**PAGE**
-.-.-
See Schema & Fields for the full behaviour matrix.
dynamicFieldPolicy()
Returns the current policy as a lowercase string.
fieldNames()
Returns an array of defined field names.
toString()
Returns a string representation of the schema ("Schema(fields=[...])").
SearchResult
interface SearchResult {
id: string;
score: number;
document: object | null;
}
Analysis
JapaneseAnalyzer
Japanese morphological analyzer constructed from raw Lindera dictionary
bytes. Browser WASM has no real filesystem, so the standard
{ "language": "japanese", "dict": "/path/to/ipadic" } preset cannot
be used. Instead, fetch a Lindera dictionary archive (typically
lindera-ipadic-X.Y.Z.zip), store it in OPFS via the
OPFS helpers, and pass the eight component byte
arrays to JapaneseAnalyzer.fromBytes.
JapaneseAnalyzer.fromBytes(metadata, dictDa, ..., mode?)
Static factory that builds an analyzer from raw IPADIC bytes.
Arguments (all Uint8Array except mode):
| Argument | Source file |
|---|---|
metadata | metadata.json |
dictDa | dict.da (Double-Array Trie) |
dictVals | dict.vals |
dictWordsIdx | dict.wordsidx |
dictWords | dict.words |
matrixMtx | matrix.mtx |
charDef | char_def.bin |
unk | unk.bin |
mode | "normal" (default), "search", or "decompose" |
Throws if any component fails to deserialize or the mode string is invalid.
import { JapaneseAnalyzer } from "laurus-wasm";
import { loadDictionaryFiles } from "laurus-wasm/opfs";
const f = await loadDictionaryFiles("ipadic");
const ja = JapaneseAnalyzer.fromBytes(
f.metadata, f.dictDa, f.dictVals, f.dictWordsIdx,
f.dictWords, f.matrixMtx, f.charDef, f.unk,
"normal",
);
The pipeline is NFKC normalization → Japanese iteration mark normalization → Lindera morphological tokenization → lowercase → Japanese stop word filter — identical to the japanese preset on the
native side.
OPFS Helpers
The laurus-wasm/opfs subpath bundles helpers for downloading,
storing, and loading Lindera dictionaries from the browser’s Origin
Private File System. Used together with JapaneseAnalyzer.fromBytes.
-.-.-
**AVAILABLE DATA**

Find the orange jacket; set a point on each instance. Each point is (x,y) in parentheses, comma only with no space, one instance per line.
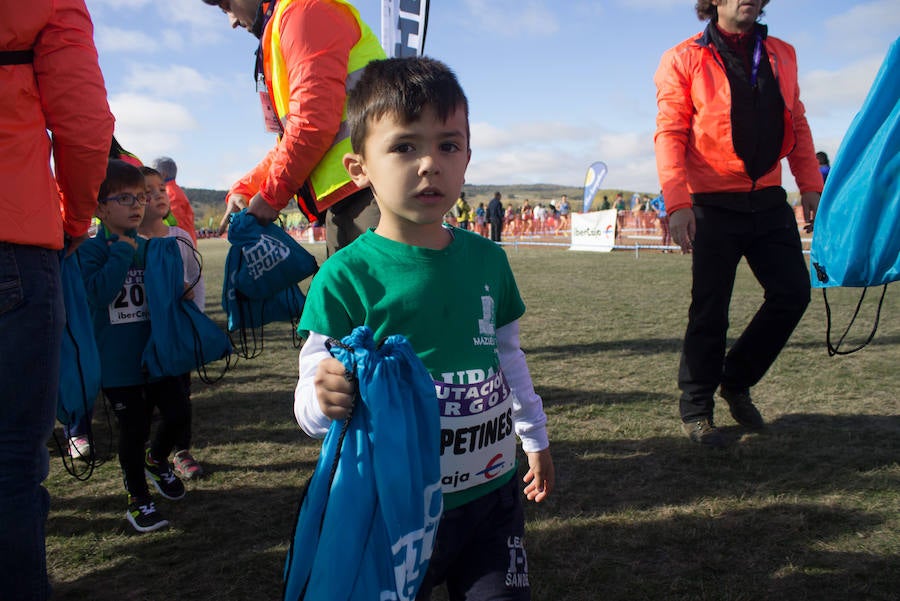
-.-.-
**EXERCISE INSTRUCTIONS**
A) In the laurus-wasm reference, which source file supplies the charDef argument?
B) Translate this sentence from the laurus-wasm reference into Spanish: "Throws if any component fails to deserialize or the mode string is invalid."
C) Reproduce the portion of the laurus-wasm reference that begins at the words "Arguments (all Uint8Array" and stops after "string is invalid.".

**OUTPUTS BY TASK**
A) char_def.bin

B) Lanza una excepción si algún componente no se puede deserializar o si la cadena de modo no es válida.

C)
Arguments (all Uint8Array except mode):
| Argument | Source file |
|---|---|
metadata | metadata.json |
dictDa | dict.da (Double-Array Trie) |
dictVals | dict.vals |
dictWordsIdx | dict.wordsidx |
dictWords | dict.words |
matrixMtx | matrix.mtx |
charDef | char_def.bin |
unk | unk.bin |
mode | "normal" (default), "search", or "decompose" |
Throws if any component fails to deserialize or the mode string is invalid.